----- KUTIPAN TEKS -----
Dengan demikian, semua harta yang ada di tangan manusia pada hakikatnya kepunyaan Allah, karena Dia yang menciptakan. Akan tetapi, Allah memberi hak kepada manusia untuk memanfaatkannya (hak pakai). Jelaslah bahwa dalam islam kepemilikan pribadi, baik atas barang-barang konsumsi ataupun barang-barang modal, sangat dihormati walaupun hakikatnya tidak mutlak, dan pemanfaatannya tidak boleh bertentangan dengan kepentingan orang lain dan dengan ajaran islam. Sementara itu dalam ekonomi kapitalis, kepemilikan bersifat mutlak dan pemanfaatannya pun bebas, sedangkan dalam ekonomi sosialis justru sebaliknya, kepemilikan pribadi tidak diakui, yang ada kepemilikan negara.
Zakat adalah salah satu karakteristik ekonomi islam mengenai harta yang tidak terdapat dalam perkonomian lain. Selain perekonomian di luar islam tidak mengenal tuntutan Allah kepada pemilik harta tertentu sebagai pembersih jiwa dari sifat kikir, dengki, dan dendam. Jika dalam ekonomi konvensional pemerintah memperoleh pendapatan dari sumber pajak, bea cukai dan pungutan, maka islam lebih memperkayanya dengan zakat, jizyah, kharas (pajak bumi) dan rampasan perang.
Berdasarkan uraian di atas, pada hakikatnya segala sesuatu adalah milik Allah SWT dan semuanya akan kembali kepada Allah sehingga semua aktivitas ekonomi baik produksi, konsumsi, dan distribusi harus senantiasa dikembalikan kepada aturan-aturan yang telah ditetapkan baik dalam Al-Qur’an maupun Sunah sebagaimana firman Allah SWT dalam Al-Qur’an Surah An-Nur (24) ayat 64 yang artinya: “Ketahuilah sesungguhnya kepunyaan Allah-lah apa yang ada di langit dan di bumi. Sesungguhnya Dia mengetahui keadaan yang kamuberada di dalamnya (sekarang). Dan (mengetahui pula) hati (manusia) dikembalikan kepada-Nya, lalu diterangkan-Nya kepada mereka apa yang telah mereka kerjakan. Dan Allah mengetahui segala sesuatu”.
----- INFORMASI YANG DIBERIKAN -----
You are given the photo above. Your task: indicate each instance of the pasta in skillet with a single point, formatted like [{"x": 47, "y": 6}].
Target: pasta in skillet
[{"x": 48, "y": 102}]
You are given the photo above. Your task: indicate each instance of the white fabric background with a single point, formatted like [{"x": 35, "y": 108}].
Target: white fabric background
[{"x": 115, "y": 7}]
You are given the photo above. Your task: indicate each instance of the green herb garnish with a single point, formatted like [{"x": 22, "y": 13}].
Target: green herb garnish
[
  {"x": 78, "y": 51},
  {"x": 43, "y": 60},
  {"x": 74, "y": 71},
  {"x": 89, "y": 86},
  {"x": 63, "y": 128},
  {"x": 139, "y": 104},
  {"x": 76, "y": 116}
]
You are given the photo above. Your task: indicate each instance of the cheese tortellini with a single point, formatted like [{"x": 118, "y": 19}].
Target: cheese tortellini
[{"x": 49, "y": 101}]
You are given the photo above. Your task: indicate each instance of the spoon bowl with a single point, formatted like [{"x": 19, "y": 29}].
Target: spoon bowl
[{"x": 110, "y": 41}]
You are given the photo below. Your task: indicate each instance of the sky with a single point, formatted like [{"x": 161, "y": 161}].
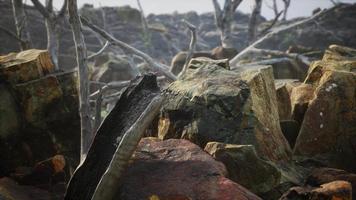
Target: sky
[{"x": 298, "y": 8}]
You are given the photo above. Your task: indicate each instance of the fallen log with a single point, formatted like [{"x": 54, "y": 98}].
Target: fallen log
[{"x": 132, "y": 103}]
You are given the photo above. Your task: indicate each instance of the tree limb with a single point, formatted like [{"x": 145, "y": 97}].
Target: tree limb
[
  {"x": 81, "y": 52},
  {"x": 237, "y": 58},
  {"x": 107, "y": 187},
  {"x": 99, "y": 52},
  {"x": 41, "y": 8},
  {"x": 153, "y": 64},
  {"x": 192, "y": 46}
]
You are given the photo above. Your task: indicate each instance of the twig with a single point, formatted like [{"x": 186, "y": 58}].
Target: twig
[
  {"x": 153, "y": 64},
  {"x": 192, "y": 46},
  {"x": 237, "y": 58},
  {"x": 99, "y": 52}
]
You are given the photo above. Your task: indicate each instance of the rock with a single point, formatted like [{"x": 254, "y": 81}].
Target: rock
[
  {"x": 284, "y": 89},
  {"x": 325, "y": 175},
  {"x": 328, "y": 130},
  {"x": 210, "y": 103},
  {"x": 334, "y": 190},
  {"x": 44, "y": 174},
  {"x": 290, "y": 130},
  {"x": 300, "y": 98},
  {"x": 25, "y": 66},
  {"x": 177, "y": 169},
  {"x": 10, "y": 190},
  {"x": 245, "y": 167}
]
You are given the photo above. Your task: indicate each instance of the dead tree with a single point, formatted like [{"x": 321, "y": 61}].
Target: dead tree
[
  {"x": 237, "y": 58},
  {"x": 286, "y": 7},
  {"x": 81, "y": 52},
  {"x": 21, "y": 24},
  {"x": 155, "y": 66},
  {"x": 53, "y": 21},
  {"x": 145, "y": 30},
  {"x": 252, "y": 28},
  {"x": 224, "y": 18},
  {"x": 107, "y": 187},
  {"x": 192, "y": 45}
]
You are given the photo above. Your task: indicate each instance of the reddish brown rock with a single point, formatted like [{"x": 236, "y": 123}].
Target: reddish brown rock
[
  {"x": 328, "y": 131},
  {"x": 337, "y": 190},
  {"x": 177, "y": 169},
  {"x": 325, "y": 175}
]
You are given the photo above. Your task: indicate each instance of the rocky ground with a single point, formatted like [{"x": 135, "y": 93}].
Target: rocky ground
[{"x": 256, "y": 130}]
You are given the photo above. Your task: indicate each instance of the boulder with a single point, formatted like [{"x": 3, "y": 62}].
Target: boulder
[
  {"x": 334, "y": 190},
  {"x": 245, "y": 167},
  {"x": 321, "y": 176},
  {"x": 25, "y": 66},
  {"x": 177, "y": 169},
  {"x": 211, "y": 103},
  {"x": 284, "y": 89},
  {"x": 328, "y": 131}
]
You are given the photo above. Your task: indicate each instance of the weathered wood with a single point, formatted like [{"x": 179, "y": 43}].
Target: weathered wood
[
  {"x": 21, "y": 24},
  {"x": 133, "y": 101},
  {"x": 81, "y": 52},
  {"x": 252, "y": 27},
  {"x": 107, "y": 186}
]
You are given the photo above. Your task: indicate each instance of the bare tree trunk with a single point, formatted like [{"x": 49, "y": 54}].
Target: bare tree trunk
[
  {"x": 252, "y": 28},
  {"x": 127, "y": 48},
  {"x": 107, "y": 187},
  {"x": 21, "y": 24},
  {"x": 224, "y": 18},
  {"x": 253, "y": 46},
  {"x": 192, "y": 45},
  {"x": 53, "y": 40},
  {"x": 81, "y": 51},
  {"x": 286, "y": 7},
  {"x": 52, "y": 21}
]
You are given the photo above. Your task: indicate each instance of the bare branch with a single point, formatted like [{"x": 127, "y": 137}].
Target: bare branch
[
  {"x": 252, "y": 28},
  {"x": 63, "y": 10},
  {"x": 81, "y": 52},
  {"x": 41, "y": 8},
  {"x": 11, "y": 34},
  {"x": 153, "y": 64},
  {"x": 237, "y": 58},
  {"x": 192, "y": 45},
  {"x": 107, "y": 187},
  {"x": 99, "y": 52}
]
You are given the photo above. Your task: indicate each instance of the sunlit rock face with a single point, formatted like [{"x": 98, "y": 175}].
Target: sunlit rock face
[
  {"x": 39, "y": 108},
  {"x": 212, "y": 103},
  {"x": 328, "y": 131}
]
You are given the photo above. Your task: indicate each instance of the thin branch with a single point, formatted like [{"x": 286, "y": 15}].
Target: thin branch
[
  {"x": 41, "y": 8},
  {"x": 155, "y": 66},
  {"x": 11, "y": 34},
  {"x": 192, "y": 46},
  {"x": 107, "y": 187},
  {"x": 270, "y": 26},
  {"x": 81, "y": 52},
  {"x": 237, "y": 58},
  {"x": 63, "y": 10},
  {"x": 99, "y": 52}
]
-----
**DESKRIPSI LATIHAN:** Tuliskan kembali dengan persis bagian teks tentang ekonomi Islam, mulai dari "Dengan demikian, semua" sampai dengan "ada kepemilikan negara.".

**PENYELESAIAN TUGAS:**
Dengan demikian, semua harta yang ada di tangan manusia pada hakikatnya kepunyaan Allah, karena Dia yang menciptakan. Akan tetapi, Allah memberi hak kepada manusia untuk memanfaatkannya (hak pakai). Jelaslah bahwa dalam islam kepemilikan pribadi, baik atas barang-barang konsumsi ataupun barang-barang modal, sangat dihormati walaupun hakikatnya tidak mutlak, dan pemanfaatannya tidak boleh bertentangan dengan kepentingan orang lain dan dengan ajaran islam. Sementara itu dalam ekonomi kapitalis, kepemilikan bersifat mutlak dan pemanfaatannya pun bebas, sedangkan dalam ekonomi sosialis justru sebaliknya, kepemilikan pribadi tidak diakui, yang ada kepemilikan negara.